SOURCE EXTRACT:
Sunday, April 14, 2013

Muscular moderation

Hold your guts up. Via Mind-Body Moderate.
David Brooks announces that
It’s time to entertain the possibility that President Obama is a right-wing extremist. 
"I say, Holmes, is that an unconventional thought seeping out of the Times?" "I believe so, Watson. A Friedmanity, to be precise, like 'the earth is flat'. It is intended to attract our attention." "Ah, clever bastards."
After all, look at where he’s taking the country over his second term.
"I say, is Obama taking the country somewhere?" "I don't believe they've given him the keys."

It's time to entertain the possibility that David Brooks is a Communist provocateur. I mean, look at what he's calling out Obama for in his current column.

We're living in a country whose government is unable to control its expenditures, as all the Wise Ones agree. Indeed, in some areas it's hard to say they're wrong. The federal, state, and local authorities spend over a trillion dollars a year (around $3000 [jump]
per capita) on health care, to deliver much less product at a far higher price than, say, socialist Belgium or capitalist Taiwan. Defense spending remains where the Iraq war sent it at $700 billion a year, 4.2% of the gross domestic product (or more than its 13 closest competitors), with the best the Pentagon can do being that it hopes to be ready to conduct an audit by 2014 (no, I didn't hear anybody quizzing Hagel about that either), and then they might know enough about what they have to figure out what they might be able to cut.

Yet what does Brooks choose to complain about? Obama's budget doesn't propose enough spending!
Under his budget, domestic discretionary spending would be lower as a share of G.D.P. than it was under Reagan, both Bushes and Nixon. When it comes to this category, Obama’s budget would take us back to Eisenhower levels.

PROBLEM 1:
According to the blog post, how much is spent on defense each year?
PROBLEM 2:
Copy the blog post word for word from "Hold your guts" to "his current column.".
The rows have no connection to the blog post.

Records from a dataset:
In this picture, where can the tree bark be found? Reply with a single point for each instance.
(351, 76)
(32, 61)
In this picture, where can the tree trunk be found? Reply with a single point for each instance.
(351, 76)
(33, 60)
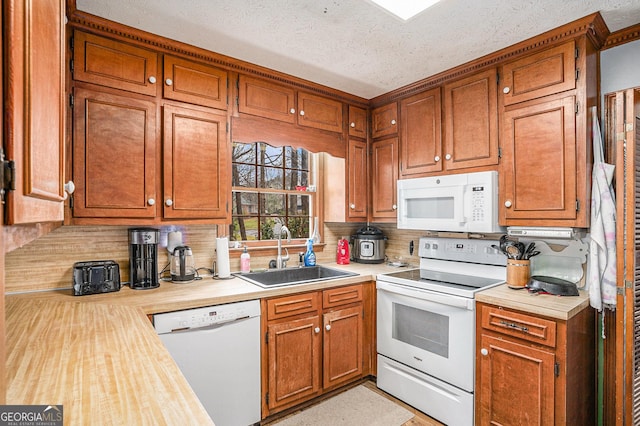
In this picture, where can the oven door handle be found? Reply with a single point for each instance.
(449, 300)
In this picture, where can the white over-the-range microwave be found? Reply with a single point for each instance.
(465, 202)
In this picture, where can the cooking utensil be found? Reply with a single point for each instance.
(552, 285)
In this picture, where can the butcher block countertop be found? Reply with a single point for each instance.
(100, 357)
(558, 307)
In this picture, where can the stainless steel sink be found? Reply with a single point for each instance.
(291, 276)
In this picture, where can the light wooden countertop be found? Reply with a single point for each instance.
(103, 363)
(558, 307)
(101, 358)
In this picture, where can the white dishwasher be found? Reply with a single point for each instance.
(218, 350)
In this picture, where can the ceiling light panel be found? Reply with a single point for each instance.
(405, 9)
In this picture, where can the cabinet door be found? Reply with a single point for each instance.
(358, 182)
(114, 153)
(114, 64)
(515, 384)
(384, 120)
(471, 121)
(195, 83)
(34, 111)
(545, 73)
(266, 99)
(539, 163)
(319, 112)
(384, 171)
(294, 361)
(195, 163)
(421, 134)
(357, 122)
(342, 358)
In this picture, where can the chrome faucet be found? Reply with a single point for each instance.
(281, 261)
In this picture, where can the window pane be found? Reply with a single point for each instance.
(298, 226)
(299, 205)
(295, 178)
(272, 204)
(297, 158)
(244, 153)
(270, 177)
(244, 229)
(244, 203)
(270, 155)
(244, 175)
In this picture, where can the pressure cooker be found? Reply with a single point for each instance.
(367, 245)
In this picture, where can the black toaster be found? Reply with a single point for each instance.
(99, 276)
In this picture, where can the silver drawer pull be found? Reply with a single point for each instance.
(514, 326)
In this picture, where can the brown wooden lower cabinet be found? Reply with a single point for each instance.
(533, 370)
(314, 342)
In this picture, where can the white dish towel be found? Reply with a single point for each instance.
(601, 276)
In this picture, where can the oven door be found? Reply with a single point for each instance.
(429, 331)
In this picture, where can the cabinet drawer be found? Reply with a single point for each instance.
(545, 73)
(341, 296)
(297, 304)
(195, 83)
(522, 326)
(114, 64)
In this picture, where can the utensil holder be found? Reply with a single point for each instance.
(518, 273)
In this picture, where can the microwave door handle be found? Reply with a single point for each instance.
(453, 301)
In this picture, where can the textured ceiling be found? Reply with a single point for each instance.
(353, 45)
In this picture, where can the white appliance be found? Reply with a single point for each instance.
(426, 326)
(218, 350)
(465, 202)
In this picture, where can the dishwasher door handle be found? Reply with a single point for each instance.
(209, 327)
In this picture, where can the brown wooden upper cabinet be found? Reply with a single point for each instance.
(357, 122)
(384, 120)
(114, 64)
(194, 83)
(384, 177)
(471, 121)
(421, 134)
(114, 150)
(545, 136)
(544, 73)
(278, 102)
(34, 108)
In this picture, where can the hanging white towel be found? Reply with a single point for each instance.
(601, 276)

WORKED ANSWER 1:
$700 billion a year, which is 4.2% of the gross domestic product.

WORKED ANSWER 2:
Hold your guts up. Via Mind-Body Moderate.
David Brooks announces that
It’s time to entertain the possibility that President Obama is a right-wing extremist. 
"I say, Holmes, is that an unconventional thought seeping out of the Times?" "I believe so, Watson. A Friedmanity, to be precise, like 'the earth is flat'. It is intended to attract our attention." "Ah, clever bastards."
After all, look at where he’s taking the country over his second term.
"I say, is Obama taking the country somewhere?" "I don't believe they've given him the keys."

It's time to entertain the possibility that David Brooks is a Communist provocateur. I mean, look at what he's calling out Obama for in his current column.